Show HN: Monty's Gauntlet – Do You *Really* Understand the Monty Hall Problem?
tinkerdeck.comA variant of the Monty Hall problem (the 7th one on this quiz) went semi-viral a couple months ago. For me at least, I may be able to walk through the reasoning of the original problem, and I may be able to convince myself it's correct, but it's very hard to build an intuition for why it's correct that feels truly sound.
So I thought it'd be interesting to have a quiz to contort the original problem in as many ways as possible to challenge my understanding and intuition. Try it out!
Great quiz and really pushed me to understand probabilities better. Amazing take and i had a lot of fun!
The one where Monty trips over a cord and opens a random door seems wrong to me. According to the explanation Monty doesn't give you additional information by accidentally revealing a goat, but it seems to me he gives exactly the same amount of information as he would by intentionally revealing a goat.
And the reasoning remains the same - when you pick a door you have 1/3 chance to pick the car, meaning the two other doors have a 2/3 chance to contain it. When he reveals a goat, my door is still 1/3 and the other one is still 2/3, so I should switch just like when he intentionally reveals the goat.
I believe the origin is here and explains it in a lot of detail: https://probability.ca/jeff/writing/montyfall.pdf
I should add the credit line, looks like I left it off for that one, though I think the general concept is pretty common.
One possible intuition is that when Monty opens a goat door in the original problem, the fact that he didn't open the other non-chosen door gives evidence that that door has a car (because it's more likely he doesn't open if it does have a car than if it has a goat).
In the "Monty Fall" variant, it's equally likely that he opens it whether it has a car or not. So the fact that it wasn't opened doesn't give you additional evidence for what's inside it.

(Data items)
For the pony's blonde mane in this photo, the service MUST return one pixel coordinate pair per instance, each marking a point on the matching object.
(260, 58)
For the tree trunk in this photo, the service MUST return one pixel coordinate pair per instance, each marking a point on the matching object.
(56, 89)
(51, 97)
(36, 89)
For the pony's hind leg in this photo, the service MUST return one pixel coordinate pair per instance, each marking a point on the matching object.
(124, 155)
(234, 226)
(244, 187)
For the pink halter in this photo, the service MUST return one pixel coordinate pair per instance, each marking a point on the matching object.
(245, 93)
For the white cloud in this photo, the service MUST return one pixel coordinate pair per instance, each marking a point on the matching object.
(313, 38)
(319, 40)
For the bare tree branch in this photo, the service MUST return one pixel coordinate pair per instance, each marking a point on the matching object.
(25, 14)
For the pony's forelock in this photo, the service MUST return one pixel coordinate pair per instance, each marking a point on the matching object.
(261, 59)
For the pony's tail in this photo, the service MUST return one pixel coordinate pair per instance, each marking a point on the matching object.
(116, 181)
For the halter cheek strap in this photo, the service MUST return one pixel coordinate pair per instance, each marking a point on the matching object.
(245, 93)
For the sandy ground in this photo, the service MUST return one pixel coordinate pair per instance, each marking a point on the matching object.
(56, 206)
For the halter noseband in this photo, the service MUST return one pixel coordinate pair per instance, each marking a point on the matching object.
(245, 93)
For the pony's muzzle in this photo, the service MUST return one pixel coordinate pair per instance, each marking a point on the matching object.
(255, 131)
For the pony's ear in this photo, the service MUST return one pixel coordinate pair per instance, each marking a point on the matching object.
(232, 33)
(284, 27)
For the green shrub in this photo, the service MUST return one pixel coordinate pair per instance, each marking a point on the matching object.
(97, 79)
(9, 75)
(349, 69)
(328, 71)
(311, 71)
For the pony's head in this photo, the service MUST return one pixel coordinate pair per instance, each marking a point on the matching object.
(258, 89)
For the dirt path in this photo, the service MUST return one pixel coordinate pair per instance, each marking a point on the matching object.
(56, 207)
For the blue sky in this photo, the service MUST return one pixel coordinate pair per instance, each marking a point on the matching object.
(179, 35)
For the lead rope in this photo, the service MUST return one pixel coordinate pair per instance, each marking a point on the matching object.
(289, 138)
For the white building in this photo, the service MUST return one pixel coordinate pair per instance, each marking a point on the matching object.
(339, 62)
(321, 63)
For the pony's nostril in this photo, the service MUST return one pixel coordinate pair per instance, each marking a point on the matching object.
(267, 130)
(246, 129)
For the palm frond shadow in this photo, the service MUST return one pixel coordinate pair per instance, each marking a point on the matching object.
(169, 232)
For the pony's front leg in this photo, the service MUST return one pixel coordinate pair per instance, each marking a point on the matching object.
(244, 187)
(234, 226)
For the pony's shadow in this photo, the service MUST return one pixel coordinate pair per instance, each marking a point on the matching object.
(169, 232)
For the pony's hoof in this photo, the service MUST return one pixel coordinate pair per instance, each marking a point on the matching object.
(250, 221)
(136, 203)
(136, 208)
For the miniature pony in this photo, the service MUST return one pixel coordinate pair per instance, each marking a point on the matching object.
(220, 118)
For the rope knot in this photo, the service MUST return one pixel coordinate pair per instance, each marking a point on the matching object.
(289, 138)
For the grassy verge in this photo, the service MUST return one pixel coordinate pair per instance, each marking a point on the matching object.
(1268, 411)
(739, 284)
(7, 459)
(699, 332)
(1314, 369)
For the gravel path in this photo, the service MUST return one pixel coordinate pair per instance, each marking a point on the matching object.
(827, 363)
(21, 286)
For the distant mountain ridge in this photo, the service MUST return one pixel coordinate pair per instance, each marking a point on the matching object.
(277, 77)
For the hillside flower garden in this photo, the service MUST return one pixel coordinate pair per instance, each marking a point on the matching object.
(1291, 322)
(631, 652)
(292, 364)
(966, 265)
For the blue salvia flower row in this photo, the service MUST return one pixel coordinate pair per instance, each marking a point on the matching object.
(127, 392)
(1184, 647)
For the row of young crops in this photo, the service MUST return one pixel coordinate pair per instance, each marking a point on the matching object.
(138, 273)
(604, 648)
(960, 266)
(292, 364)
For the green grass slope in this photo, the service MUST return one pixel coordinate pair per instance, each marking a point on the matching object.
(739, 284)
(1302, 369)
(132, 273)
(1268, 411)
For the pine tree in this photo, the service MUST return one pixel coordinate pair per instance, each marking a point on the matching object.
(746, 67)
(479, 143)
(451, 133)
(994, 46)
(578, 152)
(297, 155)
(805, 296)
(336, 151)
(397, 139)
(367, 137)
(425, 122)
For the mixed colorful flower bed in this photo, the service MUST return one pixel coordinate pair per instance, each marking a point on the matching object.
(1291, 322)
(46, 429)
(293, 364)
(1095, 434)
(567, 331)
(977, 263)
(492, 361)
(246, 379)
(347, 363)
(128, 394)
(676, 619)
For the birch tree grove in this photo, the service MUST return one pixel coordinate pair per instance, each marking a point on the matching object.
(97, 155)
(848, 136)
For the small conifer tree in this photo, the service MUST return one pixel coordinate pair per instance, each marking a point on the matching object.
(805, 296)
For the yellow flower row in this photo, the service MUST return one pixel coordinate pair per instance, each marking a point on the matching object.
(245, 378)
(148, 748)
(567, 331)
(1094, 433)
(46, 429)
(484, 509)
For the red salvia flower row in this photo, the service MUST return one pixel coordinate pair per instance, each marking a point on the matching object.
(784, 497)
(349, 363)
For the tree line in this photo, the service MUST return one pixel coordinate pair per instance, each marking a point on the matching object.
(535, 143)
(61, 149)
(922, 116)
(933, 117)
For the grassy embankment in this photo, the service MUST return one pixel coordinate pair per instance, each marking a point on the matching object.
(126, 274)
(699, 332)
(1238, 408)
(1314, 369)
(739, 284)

Work request |
Please answer from the Monty Hall thread above: which question on the quiz is the variant that went semi-viral a couple months ago?

Solution to this exercise |
The 7th one.